* Aim of the task: The exercise asks for every line of the data to be reproduced exactly.

* Records supplied:
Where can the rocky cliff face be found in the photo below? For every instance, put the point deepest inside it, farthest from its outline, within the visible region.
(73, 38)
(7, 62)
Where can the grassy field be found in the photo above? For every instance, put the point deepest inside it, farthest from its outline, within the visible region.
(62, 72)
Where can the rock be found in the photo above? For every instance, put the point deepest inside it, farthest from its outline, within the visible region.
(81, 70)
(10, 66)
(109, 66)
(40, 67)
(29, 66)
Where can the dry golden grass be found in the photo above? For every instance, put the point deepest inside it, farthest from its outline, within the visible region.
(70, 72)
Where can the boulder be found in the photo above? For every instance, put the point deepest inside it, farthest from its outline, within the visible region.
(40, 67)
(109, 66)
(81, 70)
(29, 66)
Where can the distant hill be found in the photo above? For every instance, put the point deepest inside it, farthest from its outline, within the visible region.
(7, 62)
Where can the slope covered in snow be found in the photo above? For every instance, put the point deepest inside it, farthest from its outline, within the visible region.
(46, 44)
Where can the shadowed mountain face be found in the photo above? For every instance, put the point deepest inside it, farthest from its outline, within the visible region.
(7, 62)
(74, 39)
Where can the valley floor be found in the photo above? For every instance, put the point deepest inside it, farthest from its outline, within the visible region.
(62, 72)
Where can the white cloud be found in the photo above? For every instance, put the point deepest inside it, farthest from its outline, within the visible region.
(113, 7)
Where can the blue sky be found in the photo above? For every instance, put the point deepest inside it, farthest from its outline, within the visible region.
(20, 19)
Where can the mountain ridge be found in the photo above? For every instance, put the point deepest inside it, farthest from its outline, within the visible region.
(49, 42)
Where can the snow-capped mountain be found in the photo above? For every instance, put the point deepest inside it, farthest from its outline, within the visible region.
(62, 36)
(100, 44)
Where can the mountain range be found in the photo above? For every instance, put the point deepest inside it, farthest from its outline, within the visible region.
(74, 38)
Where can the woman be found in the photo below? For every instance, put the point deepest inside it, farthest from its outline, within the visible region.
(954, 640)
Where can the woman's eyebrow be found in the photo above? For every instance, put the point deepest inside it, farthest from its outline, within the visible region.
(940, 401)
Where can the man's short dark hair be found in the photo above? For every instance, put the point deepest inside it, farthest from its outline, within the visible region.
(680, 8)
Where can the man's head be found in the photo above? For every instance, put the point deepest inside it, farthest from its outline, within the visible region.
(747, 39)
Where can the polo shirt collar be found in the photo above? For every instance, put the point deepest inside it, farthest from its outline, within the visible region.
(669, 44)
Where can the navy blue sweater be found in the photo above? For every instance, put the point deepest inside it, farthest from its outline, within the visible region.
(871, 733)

* Solution to this problem:
Where can the rocky cliff face be found in the photo below? For every instance, put the point deepest inside it, farthest from its outline, within the visible region.
(73, 38)
(7, 62)
Where can the grassy field be found in the photo above? For every instance, put the point deepest inside it, farthest from its outline, within the visible region.
(62, 72)
Where can the rock be found in the photo above? For every instance, put the point deepest inside it, farthest from its outline, within the visible region.
(81, 70)
(10, 66)
(109, 66)
(40, 67)
(29, 66)
Where can the dry golden grass be found in the photo above? For every instance, put the point deepest inside it, farthest from its outline, within the visible region.
(70, 72)
Where can the boulder be found in the photo above? For every instance, put the point deepest inside it, farthest from its outline, within the visible region.
(40, 67)
(109, 66)
(81, 70)
(29, 66)
Where can the distant hill be found in the photo above? For every instance, put the point deepest inside it, farthest from its outline, within the visible region.
(7, 62)
Where can the slope covered in snow be found in the photo above? For every instance, put the point deepest inside it, farthest from its outline, within the visible region.
(46, 44)
Where can the shadowed mountain face be found in the photo above? For every instance, put the point deepest inside it, farthest from its outline, within the visible region.
(7, 62)
(74, 39)
Where can the valley floor be found in the photo above? For every instance, put the point deepest inside it, farthest from its outline, within the visible region.
(62, 72)
Where can the white cloud be found in the photo above? For every instance, put the point deepest inside it, farthest from its outline, within the visible region.
(113, 7)
Where can the blue sky be found in the photo above? For every instance, put the point deepest inside it, farthest from its outline, within the visible region.
(20, 19)
Where can the mountain ridge be found in the photo above? For every instance, put the point deepest inside it, farthest from its outline, within the visible region.
(49, 42)
Where can the snow-capped mountain be found in the photo above? For every instance, put the point deepest inside it, farthest from its outline, within the visible region.
(62, 36)
(100, 44)
Where can the mountain range be found in the photo above? For every instance, put the point deepest inside it, farthest from its outline, within the visible region.
(74, 38)
Where can the woman be found in the photo below? For every instance, put the point deepest inside it, farthest from its outline, within the visible region.
(954, 640)
Where can the woman's eyebrow be found in the photo above? For every instance, put the point deepest inside it, farthest from its outline, within the visible region.
(940, 401)
Where can the man's short dark hair be found in the photo above? For every instance, put the point deepest inside it, farthest from its outline, within the visible region.
(680, 8)
Where can the man's head be found in the photo above? For every instance, put the point deepest inside it, farthest from its outline, within the visible region.
(747, 39)
Where can the polo shirt collar be found in the photo above? For every instance, put the point deepest inside it, farthest from its outline, within the visible region.
(669, 44)
Where can the navy blue sweater be found in the photo above? For every instance, put the point deepest inside it, farthest from its outline, within the visible region.
(871, 733)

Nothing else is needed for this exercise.